**The exercise**
Render every line of the entries below as a Markdown table with two columns, Row and Line. Put a running number in Row and the line itself in Line, and leave out blank lines.

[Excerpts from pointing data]
- - -

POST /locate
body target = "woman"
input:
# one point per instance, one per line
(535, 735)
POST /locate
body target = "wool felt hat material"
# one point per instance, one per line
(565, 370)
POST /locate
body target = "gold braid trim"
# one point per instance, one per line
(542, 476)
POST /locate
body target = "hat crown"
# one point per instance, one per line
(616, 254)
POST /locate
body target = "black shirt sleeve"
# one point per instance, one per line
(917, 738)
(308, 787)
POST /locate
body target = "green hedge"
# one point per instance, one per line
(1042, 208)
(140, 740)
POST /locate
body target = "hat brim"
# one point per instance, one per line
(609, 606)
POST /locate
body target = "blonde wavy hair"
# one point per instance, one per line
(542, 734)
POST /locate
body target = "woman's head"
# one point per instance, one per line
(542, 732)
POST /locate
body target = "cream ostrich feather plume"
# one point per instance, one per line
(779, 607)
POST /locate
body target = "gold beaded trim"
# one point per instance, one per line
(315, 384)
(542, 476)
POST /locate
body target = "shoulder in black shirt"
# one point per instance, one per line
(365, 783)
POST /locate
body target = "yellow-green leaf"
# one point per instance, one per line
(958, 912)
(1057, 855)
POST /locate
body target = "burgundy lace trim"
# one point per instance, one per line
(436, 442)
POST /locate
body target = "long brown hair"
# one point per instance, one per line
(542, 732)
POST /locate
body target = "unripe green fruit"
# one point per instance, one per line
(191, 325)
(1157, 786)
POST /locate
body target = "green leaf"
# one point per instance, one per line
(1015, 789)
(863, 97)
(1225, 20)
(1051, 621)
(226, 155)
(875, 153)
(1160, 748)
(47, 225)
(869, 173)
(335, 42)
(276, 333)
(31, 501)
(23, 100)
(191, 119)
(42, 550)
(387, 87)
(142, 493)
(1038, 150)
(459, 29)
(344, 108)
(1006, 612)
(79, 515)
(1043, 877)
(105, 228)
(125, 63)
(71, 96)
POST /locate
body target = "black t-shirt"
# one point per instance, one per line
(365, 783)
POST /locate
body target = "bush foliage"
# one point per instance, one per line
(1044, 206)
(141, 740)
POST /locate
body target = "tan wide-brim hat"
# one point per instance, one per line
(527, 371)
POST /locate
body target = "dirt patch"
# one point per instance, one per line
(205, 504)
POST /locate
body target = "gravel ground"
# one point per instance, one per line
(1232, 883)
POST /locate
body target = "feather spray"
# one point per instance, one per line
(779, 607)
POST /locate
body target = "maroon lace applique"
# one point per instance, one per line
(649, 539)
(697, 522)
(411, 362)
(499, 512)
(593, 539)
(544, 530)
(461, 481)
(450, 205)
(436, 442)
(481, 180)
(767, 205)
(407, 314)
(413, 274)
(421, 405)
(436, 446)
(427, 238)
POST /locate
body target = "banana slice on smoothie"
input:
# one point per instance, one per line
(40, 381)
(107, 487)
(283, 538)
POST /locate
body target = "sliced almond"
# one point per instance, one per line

- - -

**Written solution**
| Row | Line |
|---|---|
| 1 | POST /locate |
| 2 | body target = "woman" |
| 3 | input: |
| 4 | # one point per instance, one per line |
| 5 | (535, 735) |
| 6 | POST /locate |
| 7 | body target = "wool felt hat material" |
| 8 | # one point per instance, one per line |
| 9 | (565, 370) |
| 10 | POST /locate |
| 11 | body target = "gold braid trim" |
| 12 | # one point per instance, one per line |
| 13 | (542, 476) |
| 14 | POST /locate |
| 15 | body target = "hat crown" |
| 16 | # one point per instance, one per line |
| 17 | (616, 254) |
| 18 | POST /locate |
| 19 | body target = "black shirt sleeve" |
| 20 | # one point per instance, one per line |
| 21 | (917, 738) |
| 22 | (308, 787) |
| 23 | POST /locate |
| 24 | body target = "green hedge" |
| 25 | # one point per instance, one per line |
| 26 | (1042, 208) |
| 27 | (140, 740) |
| 28 | POST /locate |
| 29 | body target = "hat brim" |
| 30 | # one point per instance, one per line |
| 31 | (609, 606) |
| 32 | POST /locate |
| 33 | body target = "blonde wavy hair" |
| 34 | # one point per instance, one per line |
| 35 | (542, 734) |
| 36 | POST /locate |
| 37 | body target = "woman's head" |
| 38 | # one point per instance, one per line |
| 39 | (542, 732) |
| 40 | POST /locate |
| 41 | body target = "cream ostrich feather plume" |
| 42 | # one point per instance, one per line |
| 43 | (779, 607) |
| 44 | POST /locate |
| 45 | body target = "gold beaded trim" |
| 46 | # one point per instance, one per line |
| 47 | (315, 384) |
| 48 | (542, 476) |
| 49 | POST /locate |
| 50 | body target = "shoulder in black shirt" |
| 51 | # one point per instance, one per line |
| 52 | (365, 783) |
| 53 | POST /locate |
| 54 | body target = "yellow-green leaf" |
| 55 | # one point per instance, one per line |
| 56 | (958, 912) |
| 57 | (1057, 855) |
| 58 | POST /locate |
| 59 | body target = "burgundy lace trim" |
| 60 | # one point per instance, one per line |
| 61 | (436, 442) |
| 62 | POST /locate |
| 63 | body target = "long brown hair" |
| 64 | # one point per instance, one per line |
| 65 | (542, 732) |
| 66 | POST /locate |
| 67 | body target = "unripe green fruit" |
| 68 | # one point per instance, one per line |
| 69 | (191, 325) |
| 70 | (1157, 786) |
| 71 | POST /locate |
| 72 | body target = "green leaf" |
| 73 | # one point per instance, one per line |
| 74 | (1015, 789) |
| 75 | (863, 97) |
| 76 | (1225, 20) |
| 77 | (1051, 621) |
| 78 | (226, 155) |
| 79 | (875, 153) |
| 80 | (1160, 748) |
| 81 | (47, 225) |
| 82 | (869, 173) |
| 83 | (335, 42) |
| 84 | (276, 333) |
| 85 | (31, 501) |
| 86 | (23, 100) |
| 87 | (191, 119) |
| 88 | (42, 550) |
| 89 | (387, 87) |
| 90 | (142, 493) |
| 91 | (1038, 150) |
| 92 | (459, 29) |
| 93 | (344, 108) |
| 94 | (1006, 612) |
| 95 | (79, 515) |
| 96 | (1043, 877) |
| 97 | (105, 228) |
| 98 | (125, 63) |
| 99 | (71, 96) |
| 100 | POST /locate |
| 101 | body target = "black t-shirt" |
| 102 | # one point per instance, one per line |
| 103 | (365, 783) |
| 104 | POST /locate |
| 105 | body target = "bush foliage" |
| 106 | # one point per instance, one per line |
| 107 | (1044, 206) |
| 108 | (141, 740) |
| 109 | POST /locate |
| 110 | body target = "tan wide-brim hat" |
| 111 | # one point per instance, one per line |
| 112 | (527, 371) |
| 113 | POST /locate |
| 114 | body target = "dirt patch" |
| 115 | # one point per instance, one per line |
| 116 | (205, 504) |
| 117 | POST /locate |
| 118 | body target = "gravel ground" |
| 119 | # one point per instance, one per line |
| 120 | (1232, 883) |
| 121 | POST /locate |
| 122 | body target = "feather spray" |
| 123 | # one point per instance, one per line |
| 124 | (779, 607) |
| 125 | POST /locate |
| 126 | body target = "maroon lace applique" |
| 127 | # one point per instance, one per line |
| 128 | (649, 539) |
| 129 | (697, 522) |
| 130 | (411, 362) |
| 131 | (499, 512) |
| 132 | (593, 539) |
| 133 | (544, 530) |
| 134 | (461, 481) |
| 135 | (450, 205) |
| 136 | (436, 442) |
| 137 | (481, 180) |
| 138 | (767, 205) |
| 139 | (407, 314) |
| 140 | (413, 274) |
| 141 | (421, 405) |
| 142 | (436, 446) |
| 143 | (427, 238) |
| 144 | POST /locate |
| 145 | body target = "banana slice on smoothie" |
| 146 | input: |
| 147 | # one point per instance, one per line |
| 148 | (40, 381) |
| 149 | (107, 487) |
| 150 | (283, 538) |
| 151 | POST /locate |
| 152 | body target = "sliced almond" |
| 153 | # one point per instance, one per line |